Named object pointing entries:
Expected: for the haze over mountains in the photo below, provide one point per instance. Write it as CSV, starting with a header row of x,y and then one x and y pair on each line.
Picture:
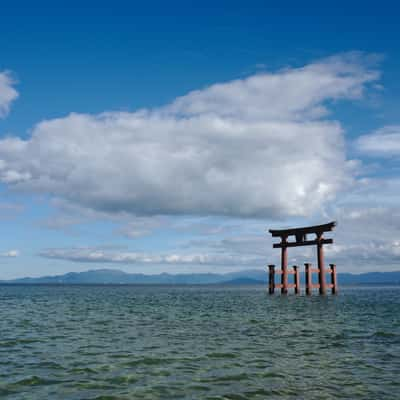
x,y
113,276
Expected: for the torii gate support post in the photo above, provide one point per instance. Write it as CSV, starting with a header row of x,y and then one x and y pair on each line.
x,y
271,279
301,239
321,266
284,280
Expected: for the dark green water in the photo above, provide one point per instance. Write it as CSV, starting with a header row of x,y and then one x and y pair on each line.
x,y
129,342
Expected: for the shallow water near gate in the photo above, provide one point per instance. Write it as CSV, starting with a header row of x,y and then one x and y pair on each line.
x,y
200,342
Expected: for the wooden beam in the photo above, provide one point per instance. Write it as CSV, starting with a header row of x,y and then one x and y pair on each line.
x,y
304,230
305,243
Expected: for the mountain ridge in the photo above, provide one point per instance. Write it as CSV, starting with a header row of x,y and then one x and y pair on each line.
x,y
255,276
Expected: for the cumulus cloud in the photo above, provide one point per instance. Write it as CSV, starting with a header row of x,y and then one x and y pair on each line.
x,y
384,142
10,254
7,92
260,146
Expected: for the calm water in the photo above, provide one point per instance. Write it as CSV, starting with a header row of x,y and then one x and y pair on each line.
x,y
129,342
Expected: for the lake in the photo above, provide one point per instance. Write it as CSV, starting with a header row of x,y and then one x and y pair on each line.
x,y
198,342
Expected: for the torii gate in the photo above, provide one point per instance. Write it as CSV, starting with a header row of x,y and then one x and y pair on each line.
x,y
300,235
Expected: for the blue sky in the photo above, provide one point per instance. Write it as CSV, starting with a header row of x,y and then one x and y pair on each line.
x,y
169,136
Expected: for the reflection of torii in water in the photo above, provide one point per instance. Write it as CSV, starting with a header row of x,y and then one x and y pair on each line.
x,y
300,235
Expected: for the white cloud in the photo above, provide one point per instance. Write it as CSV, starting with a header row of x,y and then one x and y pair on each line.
x,y
7,92
384,142
260,146
10,254
95,255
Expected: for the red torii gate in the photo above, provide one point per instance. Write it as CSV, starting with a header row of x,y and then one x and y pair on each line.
x,y
300,235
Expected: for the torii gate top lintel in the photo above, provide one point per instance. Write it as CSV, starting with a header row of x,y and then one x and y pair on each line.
x,y
301,235
307,229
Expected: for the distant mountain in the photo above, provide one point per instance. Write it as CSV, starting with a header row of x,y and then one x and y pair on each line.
x,y
112,276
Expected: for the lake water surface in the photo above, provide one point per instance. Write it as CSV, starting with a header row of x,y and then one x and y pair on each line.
x,y
166,342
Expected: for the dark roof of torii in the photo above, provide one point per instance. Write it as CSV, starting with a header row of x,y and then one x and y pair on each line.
x,y
307,229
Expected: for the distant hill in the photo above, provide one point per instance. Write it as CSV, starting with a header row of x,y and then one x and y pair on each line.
x,y
112,276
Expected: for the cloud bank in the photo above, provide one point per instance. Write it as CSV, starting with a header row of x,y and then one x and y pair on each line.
x,y
93,255
10,254
384,142
262,146
7,93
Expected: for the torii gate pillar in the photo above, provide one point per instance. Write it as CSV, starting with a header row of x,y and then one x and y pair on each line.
x,y
300,235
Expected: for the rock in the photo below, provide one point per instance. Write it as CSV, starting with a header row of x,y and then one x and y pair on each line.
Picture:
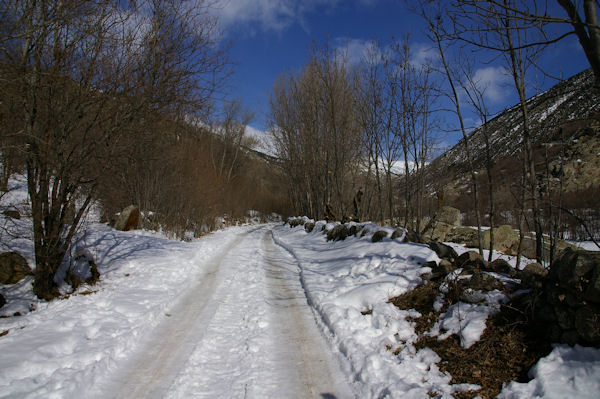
x,y
532,275
13,268
448,215
441,270
378,236
506,240
82,269
398,233
12,213
430,264
592,293
587,324
338,233
564,317
443,251
130,218
293,222
463,235
436,231
570,337
535,269
502,266
412,236
355,229
483,282
574,267
470,260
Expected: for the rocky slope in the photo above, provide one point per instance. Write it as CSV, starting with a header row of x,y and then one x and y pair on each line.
x,y
564,123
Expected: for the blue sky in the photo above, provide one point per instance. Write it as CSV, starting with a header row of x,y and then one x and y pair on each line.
x,y
273,36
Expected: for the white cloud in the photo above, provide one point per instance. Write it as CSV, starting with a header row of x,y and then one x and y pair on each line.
x,y
264,140
266,15
357,50
493,81
422,54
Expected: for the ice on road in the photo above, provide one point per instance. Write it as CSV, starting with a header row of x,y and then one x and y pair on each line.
x,y
245,330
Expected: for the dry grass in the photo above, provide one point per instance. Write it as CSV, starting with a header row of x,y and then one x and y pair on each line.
x,y
508,348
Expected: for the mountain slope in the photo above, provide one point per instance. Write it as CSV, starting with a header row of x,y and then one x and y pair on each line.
x,y
558,118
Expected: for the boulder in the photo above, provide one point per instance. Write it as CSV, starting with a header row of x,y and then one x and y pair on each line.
x,y
470,260
573,268
532,275
398,233
483,282
436,231
587,324
506,240
502,266
378,236
129,219
412,236
82,269
12,213
448,215
463,235
442,269
13,268
338,233
443,251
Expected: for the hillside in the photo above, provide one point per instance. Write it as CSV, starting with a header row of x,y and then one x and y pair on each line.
x,y
564,122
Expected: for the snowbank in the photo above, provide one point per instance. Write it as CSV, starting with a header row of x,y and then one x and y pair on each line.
x,y
348,283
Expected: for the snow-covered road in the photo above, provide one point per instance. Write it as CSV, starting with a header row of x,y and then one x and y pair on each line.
x,y
243,330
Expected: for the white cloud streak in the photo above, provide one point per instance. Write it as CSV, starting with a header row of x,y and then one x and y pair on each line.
x,y
493,81
269,15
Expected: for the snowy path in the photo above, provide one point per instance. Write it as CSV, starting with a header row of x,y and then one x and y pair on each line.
x,y
244,330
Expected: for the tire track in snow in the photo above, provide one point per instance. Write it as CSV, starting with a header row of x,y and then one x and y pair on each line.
x,y
244,331
169,344
309,360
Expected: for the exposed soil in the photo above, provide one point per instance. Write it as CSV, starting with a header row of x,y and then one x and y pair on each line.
x,y
509,347
421,299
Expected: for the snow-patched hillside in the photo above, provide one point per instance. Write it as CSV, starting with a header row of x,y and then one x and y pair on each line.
x,y
257,311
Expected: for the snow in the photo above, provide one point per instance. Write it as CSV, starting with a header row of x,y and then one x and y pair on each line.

**EXERCISE TASK:** Would you return the data exactly as written, without the pictures?

**RESULT OF THIS EXERCISE:**
Expected: for the haze over mountains in the photo below, provide one point per instance. Write it as CSV, starting with a header row of x,y and then one x and y pair on each line.
Picture:
x,y
113,276
Expected: for the torii gate support post in the photo above, provide one point per instance. Write it as CSV, starting with a header row of x,y and then one x and y pair on each line.
x,y
271,279
301,239
321,266
284,280
Expected: for the dark green water in the photo above, provide one point per instance. Write it as CSV, starting with a header row of x,y and then one x and y pair on each line.
x,y
129,342
Expected: for the shallow water near gate in the photo above, provide one point per instance. Write it as CSV, starting with a header row of x,y and then one x and y pair on each line.
x,y
200,342
Expected: for the wooden beam in the photo above, provide one point per instance. Write it as CSV, starting with a header row of x,y and then one x and y pair on each line.
x,y
304,230
305,243
Expected: for the mountain ridge in the photo above, provide one point per instance. Write it as CSV, starting with a header row of x,y and then one x and y pair on each line.
x,y
255,276
Expected: for the cumulus cloud in the photo above, provide one point per instance. Write it as CSV, starting with a header row of x,y and then one x and y pair on each line.
x,y
384,142
10,254
7,92
260,146
Expected: for the calm water in the photo above, provide one point per instance. Write it as CSV, starting with a header row of x,y and then one x and y pair on each line.
x,y
129,342
Expected: for the lake in the photo above, provide one point per instance. Write it as CSV, starting with a header row of x,y and then one x and y pair on each line.
x,y
198,342
Expected: for the torii gate in the photo above, provide one point per instance. Write it as CSV, starting with a header row of x,y and then one x and y pair on each line.
x,y
300,235
Expected: for the blue sky in the photo above, provide one point per instance. Write it as CSV, starting with a header row of x,y and then one x and y pair on each line.
x,y
169,136
Expected: for the reflection of torii in water in the photo above, provide one point per instance. Write it as CSV, starting with a header row of x,y and then one x and y pair on each line.
x,y
300,235
Expected: for the white cloud in the photo above, provide one point per instance. Write it as CSV, starting with a header row of x,y and then one x and y pair on each line.
x,y
7,92
384,142
260,146
10,254
95,255
Expected: for the red torii gate in the photo above, provide one point per instance. Write it as CSV, starting with a header row of x,y and then one x and y pair on each line.
x,y
300,235
Expected: for the torii gate top lintel in the photo above, provide one point per instance. Write it as CSV, starting with a header row of x,y and then one x and y pair on each line.
x,y
301,235
307,229
Expected: for the distant mountain in the photo above, provide one point per instance. Write it as CSV, starting with a header row of x,y and then one x and y pair on each line.
x,y
112,276
Expected: for the lake water surface in the photo above, provide one point per instance. Write it as CSV, starting with a header row of x,y and then one x and y pair on each line.
x,y
166,342
Expected: for the dark roof of torii in the photo above, provide one point per instance. Write it as CSV, starting with a header row of x,y and then one x and y pair on each line.
x,y
307,229
Expected: for the distant hill in the photo above, provide one point per instance. Write it as CSV, starting with a header row of x,y and then one x and y pair on each line.
x,y
112,276
Expected: for the cloud bank in the photo above, provide one point per instance. Write it as CSV, starting with a header row of x,y and then one x and y pair on each line.
x,y
93,255
10,254
384,142
262,146
7,93
Expected: for the torii gate pillar in the photo above, provide one point per instance. Write it as CSV, starting with a header row of x,y and then one x and y pair on each line.
x,y
300,235
Expected: for the rock in the photo below, provide one point per instance. Write it as CSV, starting with a header row of x,y and then one x and y pair on each line.
Picture:
x,y
532,275
13,268
448,215
441,270
378,236
506,240
82,269
398,233
12,213
430,264
592,293
587,324
338,233
564,317
443,251
130,218
293,222
463,235
436,231
570,337
535,269
502,266
412,236
355,229
483,282
574,267
470,260
Expected: for the rocky slope in the photo above, provide one point per instance. Write it as CSV, starting with a header row of x,y and then one x and y pair on each line.
x,y
564,123
Expected: for the blue sky in the photo above, provide one point per instance. Write it as CSV, starting with a header row of x,y and then one x and y pair on each line.
x,y
273,36
Expected: for the white cloud in the photo above, provide one point per instance. Write it as CSV, starting with a header row of x,y and then one x and y pair on each line.
x,y
264,140
266,15
357,50
493,81
422,54
Expected: for the ice on road in the photo above, provide one point per instance. Write it as CSV, starting with a header row of x,y and then one x and y pair on each line.
x,y
245,330
Expected: for the dry grass in the photo above, provide one point per instance. Write it as CSV, starting with a header row of x,y and then one x and y pair on each line.
x,y
508,348
Expected: for the mountain slope in the photo above, provide one point per instance. Write it as CSV, starting with a header row of x,y and then one x and y pair on each line.
x,y
558,118
Expected: for the boulder in the photo above, provide one point per instance. Write it as CSV, starting with a header row of x,y and then one x and y pair on each line.
x,y
470,260
573,268
532,275
398,233
483,282
436,231
587,324
506,240
502,266
378,236
129,219
412,236
82,269
12,213
448,215
463,235
442,269
13,268
338,233
443,251
Expected: for the hillside in the photo above, provide one point per instance. Write it as CSV, starting with a header row of x,y and then one x and y pair on each line.
x,y
564,122
Expected: for the snowbank in the photo above, provide one point per instance. Write it as CSV, starting with a header row of x,y and then one x and y pair on each line.
x,y
348,283
Expected: for the snow-covered road in the photo above, provide one point per instance. Write it as CSV, starting with a header row of x,y and then one x and y pair on each line.
x,y
243,330
Expected: for the white cloud streak in the photo above, provide one point per instance. Write it as CSV, starting with a header row of x,y and then one x and y pair on each line.
x,y
493,81
269,15
Expected: for the snowy path in the photo above, provide one point per instance. Write it as CSV, starting with a header row of x,y and then one x and y pair on each line.
x,y
244,330
Expected: for the tire track in snow in the photo above, provide one point per instance. Write it as CSV, starting with a header row of x,y and then one x and y pair on each line.
x,y
244,331
169,344
309,360
Expected: for the exposed soil in the photo above, provide one point per instance. Write it as CSV, starting with a header row of x,y and then one x and y pair on each line.
x,y
509,347
421,299
Expected: for the snow-patched hillside in the photo above, provide one point per instance. Write it as CSV, starting with a header row of x,y and then one x and y pair on each line.
x,y
257,311
Expected: for the snow in the photo above, provide one point per instance. Write it as CSV, starting with a header row of x,y and then one x and y pair on each line.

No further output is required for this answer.